Bitmasking for Optional Segments

Optional segments introduce additional complexity, as they can be present or absent in the URL. While walking the tree, we need to track which optional segments were skipped (i.e. we need an array of booleans).

Every time we push onto the stack, we need to store the "state at which to pick up from" including which optional segments were skipped. But we don't want to have to [...copy] an array of booleans every time we push onto the stack as it would create many short-lived allocations.

To avoid this overhead, we use bitmasking to represent skipped optional segments.

For example, consider a route with two optional segments: /{-$users}/{-$id}. We can represent the presence of these segments with a bitmask:

00: no segments skipped
01: only {-$users} skipped
10: only {-$id} skipped
11: both segments skipped

To write to the bitmask, we use bitwise operators:

const next = skipped | (1 << depth) // mark segment at 'depth' as skipped

const next = skipped | (1 << depth) // mark segment at 'depth' as skipped

And to read from the bitmask:

if (skipped & (1 << depth)) // segment at 'depth' was skipped

if (skipped & (1 << depth)) // segment at 'depth' was skipped

The downside is that this limits us to 32 segments, because in JavaScript bitwise operations cast a number into a 32-bit integer. Optional segments beyond that point will never be considered skipped. We could switch to a BigInt if needed, but for now, this feels reasonable.

Reusing Typed Arrays for Segment Parsing

When building the segment trie, we need to parse each route (e.g., /users/$userId/{-$maybe}) into its constituent segments (e.g. static:users, dynamic:userId, optional:maybe). Doing this is basically running the same parsing algorithms hundreds of times, every time extracting the same structured data (i.e. segment type, value, prefix, suffix, where the next segment starts, etc).

Instead of re-creating a new object every time, we can reuse the same object across all parsing operations to avoid allocations in the hot path.

const data = { kind: 0, prefixEnd: 0, suffixStart: 0, nextCursor: 0 }
do {
  parseSegment(path, data)
  // ...
} while (data.nextCursor)

const data = { kind: 0, prefixEnd: 0, suffixStart: 0, nextCursor: 0 }
do {
  parseSegment(path, data)
  // ...
} while (data.nextCursor)

Technically, we can push this even further by using a Uint16Array to store the data, which is more memory efficient and faster to access than object properties. And TypeScript handles this very well, so we don't need to type the buffer or even initialize it.

let data
let cursor = 0
while (cursor < path.length) {
  data = parseSegment(path, cursor, data)
  cursor = data[5]
  //       ^? let data: Segment
}

type Segment = Uint16Array & {0: SegmentKind, 1: number, 2: number, ... }
function parseSegment(
  path: string,
  cursor: number,
  data: Uint16Array = new Uint16Array(6)
): Segment

let data
let cursor = 0
while (cursor < path.length) {
  data = parseSegment(path, cursor, data)
  cursor = data[5]
  //       ^? let data: Segment
}

type Segment = Uint16Array & {0: SegmentKind, 1: number, 2: number, ... }
function parseSegment(
  path: string,
  cursor: number,
  data: Uint16Array = new Uint16Array(6)
): Segment

Least Recently Used (LRU) Caching

Because the route tree is static after initialization, a URL pathname will always yield the same match result. This makes this an ideal candidate for caching.

const cache = new Map<string, MatchResult>()
function match(pathname: string): MatchResult {
  const cached = cache.get(pathname)
  if (cached) return cached
  const result = performMatch(pathname)

▸ **The tasks**:
a) Please reproduce the photo object pointing records from their start through the line containing "<point>31,96</point>", leaving the pictures out of your answer.
b) Write the next part of the piece on route-matching optimizations, picking up right after its final line.

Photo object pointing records

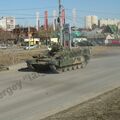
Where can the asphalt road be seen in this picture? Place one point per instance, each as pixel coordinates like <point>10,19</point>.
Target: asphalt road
<point>31,96</point>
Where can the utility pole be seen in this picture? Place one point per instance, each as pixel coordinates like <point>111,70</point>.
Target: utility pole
<point>60,23</point>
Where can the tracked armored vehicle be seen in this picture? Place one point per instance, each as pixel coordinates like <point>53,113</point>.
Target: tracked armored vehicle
<point>60,59</point>
<point>3,67</point>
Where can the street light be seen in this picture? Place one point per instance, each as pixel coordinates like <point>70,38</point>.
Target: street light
<point>60,23</point>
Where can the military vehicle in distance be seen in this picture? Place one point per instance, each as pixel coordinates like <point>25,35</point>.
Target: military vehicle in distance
<point>60,59</point>
<point>3,67</point>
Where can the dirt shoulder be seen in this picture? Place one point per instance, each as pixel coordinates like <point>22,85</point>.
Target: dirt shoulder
<point>103,107</point>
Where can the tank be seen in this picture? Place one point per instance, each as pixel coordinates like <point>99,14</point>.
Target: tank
<point>60,59</point>
<point>3,67</point>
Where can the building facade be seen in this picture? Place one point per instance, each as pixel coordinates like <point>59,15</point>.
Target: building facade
<point>7,23</point>
<point>105,22</point>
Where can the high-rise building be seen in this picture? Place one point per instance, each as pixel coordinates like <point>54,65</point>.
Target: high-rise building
<point>7,23</point>
<point>105,22</point>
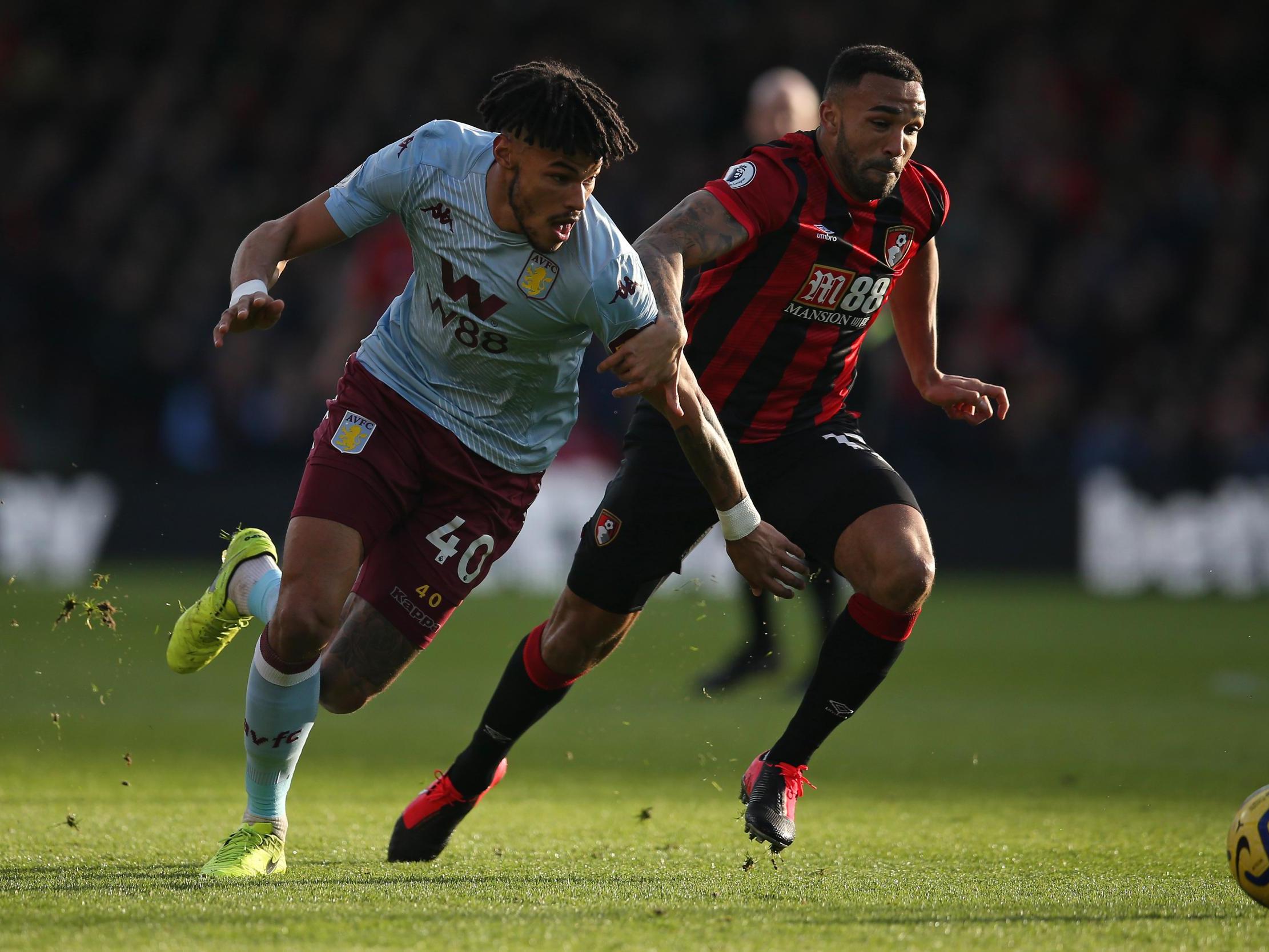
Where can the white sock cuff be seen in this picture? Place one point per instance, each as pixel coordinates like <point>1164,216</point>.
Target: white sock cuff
<point>281,678</point>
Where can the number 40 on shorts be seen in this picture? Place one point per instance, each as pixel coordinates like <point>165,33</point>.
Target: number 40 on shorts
<point>446,540</point>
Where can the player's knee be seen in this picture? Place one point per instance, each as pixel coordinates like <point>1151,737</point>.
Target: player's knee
<point>300,632</point>
<point>340,697</point>
<point>576,640</point>
<point>905,582</point>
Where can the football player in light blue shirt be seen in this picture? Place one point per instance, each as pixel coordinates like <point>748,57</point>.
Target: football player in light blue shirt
<point>516,268</point>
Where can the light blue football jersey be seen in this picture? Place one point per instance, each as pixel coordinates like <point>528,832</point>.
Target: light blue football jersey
<point>489,334</point>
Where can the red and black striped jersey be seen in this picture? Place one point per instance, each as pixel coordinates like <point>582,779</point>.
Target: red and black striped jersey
<point>774,328</point>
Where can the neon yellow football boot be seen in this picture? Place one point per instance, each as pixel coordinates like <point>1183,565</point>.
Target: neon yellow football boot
<point>208,625</point>
<point>252,850</point>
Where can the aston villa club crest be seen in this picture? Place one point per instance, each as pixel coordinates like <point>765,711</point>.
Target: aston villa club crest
<point>537,276</point>
<point>353,433</point>
<point>899,242</point>
<point>607,527</point>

▸ **Outputs for the tasks**:
a)
Where can the asphalt road be seen in this picture? Place one point per instance, each as pixel coordinates like <point>10,19</point>.
Target: asphalt road
<point>31,96</point>

b)
  cache.set(pathname, result)
  return result
}

const cache = new Map<string, MatchResult>()
function match(pathname: string): MatchResult {
  const cached = cache.get(pathname)
  if (cached) return cached
  const result = performMatch(pathname)
  cache.set(pathname, result)
  return result
}

With a cache, we only need to do the expensive matching operation once per unique pathname. Subsequent requests for the same pathname will be served from the cache, which is O(1).

However, as we have seen before, some apps can have a very large number of unique routes, which means even more unique pathnames (e.g., route /user/$id is matched by /user/1, /user/2, etc). To prevent unbounded memory growth, we implement a Least Recently Used (LRU) cache. When the cache reaches a certain size, it automatically evicts the least recently used entries.

See implementation.

This data structure performs about half as well as a regular Object for writes, and on par with an Object for reads. This is a trade-off we are willing to make to avoid unbounded memory growth.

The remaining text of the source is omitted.